== Given instruction ==
Count the lines in the listing below that contain the word "shield". Give only the number.

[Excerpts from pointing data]
________
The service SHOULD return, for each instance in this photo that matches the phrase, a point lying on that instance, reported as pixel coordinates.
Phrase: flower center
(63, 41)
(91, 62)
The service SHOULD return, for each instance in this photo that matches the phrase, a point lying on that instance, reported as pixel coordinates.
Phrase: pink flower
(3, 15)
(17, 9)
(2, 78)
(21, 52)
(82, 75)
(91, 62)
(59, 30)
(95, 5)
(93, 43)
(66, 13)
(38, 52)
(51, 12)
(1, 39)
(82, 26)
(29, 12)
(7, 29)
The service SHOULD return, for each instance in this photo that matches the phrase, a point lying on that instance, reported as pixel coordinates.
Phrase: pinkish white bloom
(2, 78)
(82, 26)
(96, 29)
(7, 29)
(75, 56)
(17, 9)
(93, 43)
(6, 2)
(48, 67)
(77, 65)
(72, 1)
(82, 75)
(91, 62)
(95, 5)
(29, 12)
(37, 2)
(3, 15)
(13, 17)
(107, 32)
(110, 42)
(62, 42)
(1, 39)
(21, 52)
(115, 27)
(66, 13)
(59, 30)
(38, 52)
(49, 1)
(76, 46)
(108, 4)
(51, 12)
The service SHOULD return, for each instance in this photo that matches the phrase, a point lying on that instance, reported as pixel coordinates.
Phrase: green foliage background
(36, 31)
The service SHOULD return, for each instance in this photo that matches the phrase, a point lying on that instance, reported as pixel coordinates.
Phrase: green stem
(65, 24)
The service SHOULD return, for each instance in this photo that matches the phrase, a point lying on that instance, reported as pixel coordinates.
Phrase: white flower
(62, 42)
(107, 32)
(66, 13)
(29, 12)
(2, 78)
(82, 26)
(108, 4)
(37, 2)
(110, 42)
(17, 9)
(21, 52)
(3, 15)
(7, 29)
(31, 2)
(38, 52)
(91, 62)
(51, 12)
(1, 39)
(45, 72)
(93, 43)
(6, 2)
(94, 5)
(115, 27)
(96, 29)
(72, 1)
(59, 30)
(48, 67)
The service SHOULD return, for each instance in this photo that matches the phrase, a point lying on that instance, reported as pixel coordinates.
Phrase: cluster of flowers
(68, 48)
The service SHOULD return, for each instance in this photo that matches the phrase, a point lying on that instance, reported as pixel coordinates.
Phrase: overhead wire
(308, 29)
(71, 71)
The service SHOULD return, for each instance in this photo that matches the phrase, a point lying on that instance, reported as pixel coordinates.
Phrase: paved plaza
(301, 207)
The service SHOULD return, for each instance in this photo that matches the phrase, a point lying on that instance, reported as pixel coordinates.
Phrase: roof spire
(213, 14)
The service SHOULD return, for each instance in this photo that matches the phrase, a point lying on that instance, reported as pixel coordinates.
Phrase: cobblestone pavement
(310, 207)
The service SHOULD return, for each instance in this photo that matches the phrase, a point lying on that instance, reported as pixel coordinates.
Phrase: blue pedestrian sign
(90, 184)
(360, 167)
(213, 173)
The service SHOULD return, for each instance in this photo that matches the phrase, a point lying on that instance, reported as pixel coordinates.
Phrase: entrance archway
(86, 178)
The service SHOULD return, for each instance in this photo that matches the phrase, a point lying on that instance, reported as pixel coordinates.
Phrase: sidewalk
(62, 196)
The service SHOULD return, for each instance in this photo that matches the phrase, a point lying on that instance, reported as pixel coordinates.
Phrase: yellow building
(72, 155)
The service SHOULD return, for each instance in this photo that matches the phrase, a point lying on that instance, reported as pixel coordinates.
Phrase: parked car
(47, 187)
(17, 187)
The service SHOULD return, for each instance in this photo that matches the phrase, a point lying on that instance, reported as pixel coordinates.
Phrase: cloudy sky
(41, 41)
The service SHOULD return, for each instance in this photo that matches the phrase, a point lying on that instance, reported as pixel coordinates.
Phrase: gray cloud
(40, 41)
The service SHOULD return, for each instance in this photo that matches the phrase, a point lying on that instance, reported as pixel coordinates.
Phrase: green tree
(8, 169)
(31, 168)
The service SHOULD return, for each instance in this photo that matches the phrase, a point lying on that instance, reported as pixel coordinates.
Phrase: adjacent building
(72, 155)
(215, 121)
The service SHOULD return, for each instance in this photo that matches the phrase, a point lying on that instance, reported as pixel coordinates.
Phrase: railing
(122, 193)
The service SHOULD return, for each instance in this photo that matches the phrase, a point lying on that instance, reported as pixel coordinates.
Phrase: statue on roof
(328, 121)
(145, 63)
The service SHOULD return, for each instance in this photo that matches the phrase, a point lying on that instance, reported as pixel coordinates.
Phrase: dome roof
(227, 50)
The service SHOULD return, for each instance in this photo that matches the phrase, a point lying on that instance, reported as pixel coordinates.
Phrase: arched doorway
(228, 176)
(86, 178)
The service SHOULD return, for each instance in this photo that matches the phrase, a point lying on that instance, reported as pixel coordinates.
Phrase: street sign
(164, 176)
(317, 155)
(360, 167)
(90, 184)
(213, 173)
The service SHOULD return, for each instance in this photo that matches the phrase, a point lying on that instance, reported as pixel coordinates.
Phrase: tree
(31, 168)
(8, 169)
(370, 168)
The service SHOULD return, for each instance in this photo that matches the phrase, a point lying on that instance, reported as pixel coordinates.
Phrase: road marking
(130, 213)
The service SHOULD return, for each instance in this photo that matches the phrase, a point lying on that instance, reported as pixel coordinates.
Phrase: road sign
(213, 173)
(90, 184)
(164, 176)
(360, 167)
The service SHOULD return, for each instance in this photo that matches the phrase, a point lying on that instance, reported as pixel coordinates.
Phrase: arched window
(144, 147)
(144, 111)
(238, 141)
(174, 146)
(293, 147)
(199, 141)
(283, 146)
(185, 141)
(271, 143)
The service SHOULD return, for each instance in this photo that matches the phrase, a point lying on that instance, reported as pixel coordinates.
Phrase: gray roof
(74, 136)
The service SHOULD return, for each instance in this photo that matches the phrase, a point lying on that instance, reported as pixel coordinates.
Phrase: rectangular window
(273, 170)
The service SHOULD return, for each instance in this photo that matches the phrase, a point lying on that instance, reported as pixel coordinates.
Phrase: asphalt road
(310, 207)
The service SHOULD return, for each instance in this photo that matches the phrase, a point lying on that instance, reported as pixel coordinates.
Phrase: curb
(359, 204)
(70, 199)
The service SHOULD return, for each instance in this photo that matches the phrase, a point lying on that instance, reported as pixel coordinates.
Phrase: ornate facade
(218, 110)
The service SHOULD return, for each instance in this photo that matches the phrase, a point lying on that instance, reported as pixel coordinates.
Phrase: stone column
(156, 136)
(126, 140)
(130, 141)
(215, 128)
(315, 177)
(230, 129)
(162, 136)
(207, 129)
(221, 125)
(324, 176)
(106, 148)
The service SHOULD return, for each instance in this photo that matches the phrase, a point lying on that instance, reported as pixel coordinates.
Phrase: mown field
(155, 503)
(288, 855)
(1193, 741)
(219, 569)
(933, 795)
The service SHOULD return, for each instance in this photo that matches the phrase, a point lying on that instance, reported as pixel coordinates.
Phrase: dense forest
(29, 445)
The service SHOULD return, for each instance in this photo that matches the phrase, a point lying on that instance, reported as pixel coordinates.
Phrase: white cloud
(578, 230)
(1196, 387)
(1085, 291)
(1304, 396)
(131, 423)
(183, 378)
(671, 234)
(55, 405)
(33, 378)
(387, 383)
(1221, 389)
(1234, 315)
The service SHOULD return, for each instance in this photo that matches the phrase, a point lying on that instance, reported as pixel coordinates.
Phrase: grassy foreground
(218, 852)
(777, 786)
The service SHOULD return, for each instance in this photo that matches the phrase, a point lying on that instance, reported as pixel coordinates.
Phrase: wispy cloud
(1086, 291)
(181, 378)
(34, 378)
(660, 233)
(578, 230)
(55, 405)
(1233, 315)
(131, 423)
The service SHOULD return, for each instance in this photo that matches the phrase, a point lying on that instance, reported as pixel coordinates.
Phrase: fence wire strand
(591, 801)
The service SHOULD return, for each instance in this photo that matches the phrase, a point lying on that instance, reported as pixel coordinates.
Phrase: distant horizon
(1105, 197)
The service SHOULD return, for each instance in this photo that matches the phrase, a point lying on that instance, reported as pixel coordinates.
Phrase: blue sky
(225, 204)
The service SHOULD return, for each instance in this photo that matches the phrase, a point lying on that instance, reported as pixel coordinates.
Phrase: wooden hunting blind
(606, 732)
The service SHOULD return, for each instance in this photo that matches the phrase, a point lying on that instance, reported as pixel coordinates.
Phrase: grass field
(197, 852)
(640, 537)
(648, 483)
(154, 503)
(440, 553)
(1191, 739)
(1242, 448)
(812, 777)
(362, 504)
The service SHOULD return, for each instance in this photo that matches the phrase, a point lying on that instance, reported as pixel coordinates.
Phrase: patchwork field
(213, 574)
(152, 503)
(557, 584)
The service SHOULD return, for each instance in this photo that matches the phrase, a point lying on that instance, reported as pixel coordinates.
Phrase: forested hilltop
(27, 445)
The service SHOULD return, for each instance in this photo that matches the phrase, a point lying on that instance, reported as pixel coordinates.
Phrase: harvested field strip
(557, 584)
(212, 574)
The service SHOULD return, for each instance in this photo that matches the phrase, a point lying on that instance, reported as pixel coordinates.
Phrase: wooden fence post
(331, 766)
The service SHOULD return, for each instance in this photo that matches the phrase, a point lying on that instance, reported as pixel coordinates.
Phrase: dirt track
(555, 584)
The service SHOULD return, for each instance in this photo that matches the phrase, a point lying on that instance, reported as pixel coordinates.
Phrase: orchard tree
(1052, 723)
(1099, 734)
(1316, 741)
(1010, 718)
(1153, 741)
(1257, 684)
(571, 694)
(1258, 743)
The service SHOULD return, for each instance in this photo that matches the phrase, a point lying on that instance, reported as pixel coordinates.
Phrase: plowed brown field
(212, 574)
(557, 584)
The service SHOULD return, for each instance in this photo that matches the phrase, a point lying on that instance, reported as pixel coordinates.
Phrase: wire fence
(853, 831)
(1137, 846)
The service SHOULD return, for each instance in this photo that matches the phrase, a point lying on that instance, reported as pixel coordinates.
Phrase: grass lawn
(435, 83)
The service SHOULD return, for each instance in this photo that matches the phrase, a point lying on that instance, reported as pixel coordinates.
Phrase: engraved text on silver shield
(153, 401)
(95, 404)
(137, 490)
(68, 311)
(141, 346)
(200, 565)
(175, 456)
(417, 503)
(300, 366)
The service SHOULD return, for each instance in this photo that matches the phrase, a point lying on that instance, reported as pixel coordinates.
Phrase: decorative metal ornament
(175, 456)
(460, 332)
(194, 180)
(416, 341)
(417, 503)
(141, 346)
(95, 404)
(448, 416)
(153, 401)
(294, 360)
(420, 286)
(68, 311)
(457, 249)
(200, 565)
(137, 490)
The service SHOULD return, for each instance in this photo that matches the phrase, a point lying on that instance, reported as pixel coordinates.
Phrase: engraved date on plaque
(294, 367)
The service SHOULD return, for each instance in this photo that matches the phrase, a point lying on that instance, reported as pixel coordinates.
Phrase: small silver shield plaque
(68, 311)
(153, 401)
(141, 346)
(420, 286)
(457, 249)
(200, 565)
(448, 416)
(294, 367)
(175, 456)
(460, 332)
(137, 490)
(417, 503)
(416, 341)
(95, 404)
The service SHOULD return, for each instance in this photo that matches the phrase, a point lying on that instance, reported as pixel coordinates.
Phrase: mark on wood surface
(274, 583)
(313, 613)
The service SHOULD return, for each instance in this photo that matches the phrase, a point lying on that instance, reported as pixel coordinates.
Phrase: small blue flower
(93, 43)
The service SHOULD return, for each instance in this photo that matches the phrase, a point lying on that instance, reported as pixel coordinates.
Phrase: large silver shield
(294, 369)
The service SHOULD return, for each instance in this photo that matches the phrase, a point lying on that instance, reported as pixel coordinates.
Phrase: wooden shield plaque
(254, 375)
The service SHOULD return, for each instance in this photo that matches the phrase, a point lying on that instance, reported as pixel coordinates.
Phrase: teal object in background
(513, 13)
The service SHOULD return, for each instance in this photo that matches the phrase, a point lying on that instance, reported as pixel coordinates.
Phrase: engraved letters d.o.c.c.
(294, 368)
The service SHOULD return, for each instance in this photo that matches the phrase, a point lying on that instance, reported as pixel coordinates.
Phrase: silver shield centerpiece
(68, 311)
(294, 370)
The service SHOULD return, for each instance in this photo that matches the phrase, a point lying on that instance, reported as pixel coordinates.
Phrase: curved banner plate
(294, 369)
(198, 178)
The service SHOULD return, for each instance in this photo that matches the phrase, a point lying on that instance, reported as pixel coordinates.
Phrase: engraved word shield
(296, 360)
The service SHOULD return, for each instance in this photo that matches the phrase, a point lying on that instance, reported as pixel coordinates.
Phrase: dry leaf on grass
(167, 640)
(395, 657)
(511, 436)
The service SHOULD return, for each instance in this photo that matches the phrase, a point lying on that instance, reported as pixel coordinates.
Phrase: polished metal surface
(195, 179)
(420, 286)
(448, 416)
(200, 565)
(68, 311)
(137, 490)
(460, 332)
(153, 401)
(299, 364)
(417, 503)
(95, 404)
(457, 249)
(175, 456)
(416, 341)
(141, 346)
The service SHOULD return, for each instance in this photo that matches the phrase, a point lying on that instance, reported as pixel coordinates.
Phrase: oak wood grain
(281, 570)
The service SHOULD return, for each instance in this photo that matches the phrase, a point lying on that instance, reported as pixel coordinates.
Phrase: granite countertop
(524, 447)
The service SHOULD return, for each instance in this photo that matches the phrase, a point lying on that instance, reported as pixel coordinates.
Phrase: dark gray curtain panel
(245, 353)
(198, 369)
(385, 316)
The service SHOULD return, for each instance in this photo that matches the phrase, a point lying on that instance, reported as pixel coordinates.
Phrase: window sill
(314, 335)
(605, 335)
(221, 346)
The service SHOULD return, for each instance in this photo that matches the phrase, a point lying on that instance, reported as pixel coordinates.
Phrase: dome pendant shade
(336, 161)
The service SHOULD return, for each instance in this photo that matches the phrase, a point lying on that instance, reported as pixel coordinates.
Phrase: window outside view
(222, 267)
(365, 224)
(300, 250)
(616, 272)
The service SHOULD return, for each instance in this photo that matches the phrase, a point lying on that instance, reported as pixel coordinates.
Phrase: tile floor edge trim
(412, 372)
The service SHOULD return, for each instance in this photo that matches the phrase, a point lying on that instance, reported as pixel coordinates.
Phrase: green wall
________
== Exercise output ==
6